Task directions:
Would you retype every line below without changing anything?
Supplied data section start
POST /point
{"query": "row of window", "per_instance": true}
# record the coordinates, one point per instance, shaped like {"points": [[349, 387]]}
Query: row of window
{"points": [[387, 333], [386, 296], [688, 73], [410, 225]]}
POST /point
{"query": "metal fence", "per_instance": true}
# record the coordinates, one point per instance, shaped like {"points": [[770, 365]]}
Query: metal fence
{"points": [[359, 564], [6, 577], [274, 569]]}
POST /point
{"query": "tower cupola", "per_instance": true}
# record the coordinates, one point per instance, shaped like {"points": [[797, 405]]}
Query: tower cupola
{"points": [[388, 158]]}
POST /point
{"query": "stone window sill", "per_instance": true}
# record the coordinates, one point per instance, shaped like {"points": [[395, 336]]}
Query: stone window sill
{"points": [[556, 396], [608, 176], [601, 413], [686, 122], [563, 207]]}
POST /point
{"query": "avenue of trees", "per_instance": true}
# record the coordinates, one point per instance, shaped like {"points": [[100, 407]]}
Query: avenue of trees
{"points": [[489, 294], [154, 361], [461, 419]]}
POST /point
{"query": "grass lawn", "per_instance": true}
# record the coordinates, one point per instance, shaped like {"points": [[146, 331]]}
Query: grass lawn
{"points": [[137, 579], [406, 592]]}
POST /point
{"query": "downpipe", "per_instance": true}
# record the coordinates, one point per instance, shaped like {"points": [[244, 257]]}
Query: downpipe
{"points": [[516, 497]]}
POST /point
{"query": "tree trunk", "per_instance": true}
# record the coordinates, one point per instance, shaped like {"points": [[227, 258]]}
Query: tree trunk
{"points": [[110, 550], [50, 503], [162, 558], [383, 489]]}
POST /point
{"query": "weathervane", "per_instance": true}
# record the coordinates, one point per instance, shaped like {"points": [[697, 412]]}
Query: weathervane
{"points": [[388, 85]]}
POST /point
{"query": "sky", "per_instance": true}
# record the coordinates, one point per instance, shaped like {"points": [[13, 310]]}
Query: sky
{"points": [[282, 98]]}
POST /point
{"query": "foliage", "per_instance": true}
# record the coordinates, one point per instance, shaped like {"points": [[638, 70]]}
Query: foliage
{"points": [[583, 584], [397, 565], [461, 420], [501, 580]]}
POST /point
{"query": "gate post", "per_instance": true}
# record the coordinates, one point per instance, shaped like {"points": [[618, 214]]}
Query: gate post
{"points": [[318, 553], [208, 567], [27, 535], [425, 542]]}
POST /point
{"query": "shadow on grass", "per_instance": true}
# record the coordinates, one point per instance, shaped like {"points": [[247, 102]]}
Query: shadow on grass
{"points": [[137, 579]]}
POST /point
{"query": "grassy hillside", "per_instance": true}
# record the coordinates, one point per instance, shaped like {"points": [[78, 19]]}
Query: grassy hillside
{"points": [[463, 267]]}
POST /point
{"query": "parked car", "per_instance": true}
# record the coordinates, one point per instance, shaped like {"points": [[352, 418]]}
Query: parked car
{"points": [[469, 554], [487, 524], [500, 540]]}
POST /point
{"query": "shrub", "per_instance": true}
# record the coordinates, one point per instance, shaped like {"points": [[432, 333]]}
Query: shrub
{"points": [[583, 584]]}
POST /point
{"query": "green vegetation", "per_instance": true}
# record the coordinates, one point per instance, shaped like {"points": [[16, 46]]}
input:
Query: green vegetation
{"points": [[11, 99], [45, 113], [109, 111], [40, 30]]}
Supplied data section end
Response to the task:
POST /point
{"query": "row of window", "per_instance": true}
# record the coordinates, one point per instance, shaped like {"points": [[349, 387]]}
Query: row of window
{"points": [[387, 333], [386, 296], [688, 73], [410, 225]]}
POST /point
{"query": "metal fence", "per_instance": true}
# record the coordinates, one point per instance, shaped like {"points": [[770, 365]]}
Query: metal fence
{"points": [[359, 564], [6, 577], [274, 569]]}
POST /point
{"query": "tower cupola", "per_instance": true}
# record the coordinates, one point per instance, shaped like {"points": [[797, 405]]}
Query: tower cupola
{"points": [[388, 158]]}
POST /point
{"query": "stone window sill", "per_instance": true}
# record the coordinates, one point per instance, shaped like {"points": [[395, 336]]}
Query: stone window sill
{"points": [[556, 396], [608, 176], [601, 413], [686, 122], [563, 207]]}
POST /point
{"query": "avenue of trees", "per_instance": true}
# record the coordinates, one point per instance, shaped like {"points": [[100, 407]]}
Query: avenue of trees
{"points": [[489, 294], [154, 361], [461, 419]]}
POST /point
{"query": "grass lawn", "per_instance": true}
# record the coordinates, one point per instance, shaped like {"points": [[146, 331]]}
Query: grass lawn
{"points": [[137, 579], [406, 592]]}
POST /point
{"query": "downpipe", "per_instance": true}
# record the coordinates, one point per instance, shaped like {"points": [[244, 257]]}
Query: downpipe
{"points": [[516, 497]]}
POST /point
{"query": "tree trunk", "per_instance": true}
# record the coordinates, one point per instance, shaped like {"points": [[227, 258]]}
Query: tree trunk
{"points": [[110, 550], [50, 503], [162, 558], [383, 489]]}
POST /point
{"query": "weathervane", "per_instance": true}
# record the coordinates, one point per instance, shaped like {"points": [[697, 412]]}
Query: weathervane
{"points": [[388, 85]]}
POST /point
{"query": "sky", "per_instance": true}
# record the coordinates, one point per instance, shaped like {"points": [[13, 310]]}
Query: sky
{"points": [[282, 98]]}
POST /point
{"query": "foliage", "per_instance": true}
# record the coordinates, one point per instance, shaped like {"points": [[638, 70]]}
Query: foliage
{"points": [[583, 584], [397, 565], [461, 420], [501, 580]]}
POST /point
{"query": "gate post", "per_instance": true}
# record the coordinates, one point per instance, shaped like {"points": [[618, 214]]}
Query: gate post
{"points": [[318, 553], [208, 567], [27, 535], [425, 542]]}
POST /point
{"query": "shadow on grass", "per_instance": true}
# record the coordinates, one point per instance, shaped like {"points": [[247, 102]]}
Query: shadow on grass
{"points": [[137, 579]]}
POST /point
{"query": "grassy hillside", "per_instance": true}
# record the coordinates, one point per instance, shaped like {"points": [[78, 19]]}
Query: grassy hillside
{"points": [[463, 267]]}
POST /point
{"query": "parked car", "per_instance": true}
# record the coordinates, one point per instance, shaped like {"points": [[352, 418]]}
Query: parked car
{"points": [[469, 554], [487, 524], [500, 540]]}
POST /point
{"query": "shrub", "per_instance": true}
# record the coordinates, one point per instance, shaped like {"points": [[432, 333]]}
Query: shrub
{"points": [[583, 584]]}
POST /point
{"query": "green vegetation", "per_instance": true}
# record the coordinates, one point per instance, shaped like {"points": [[16, 46]]}
input:
Query: green vegetation
{"points": [[11, 99], [45, 113], [109, 111], [40, 30]]}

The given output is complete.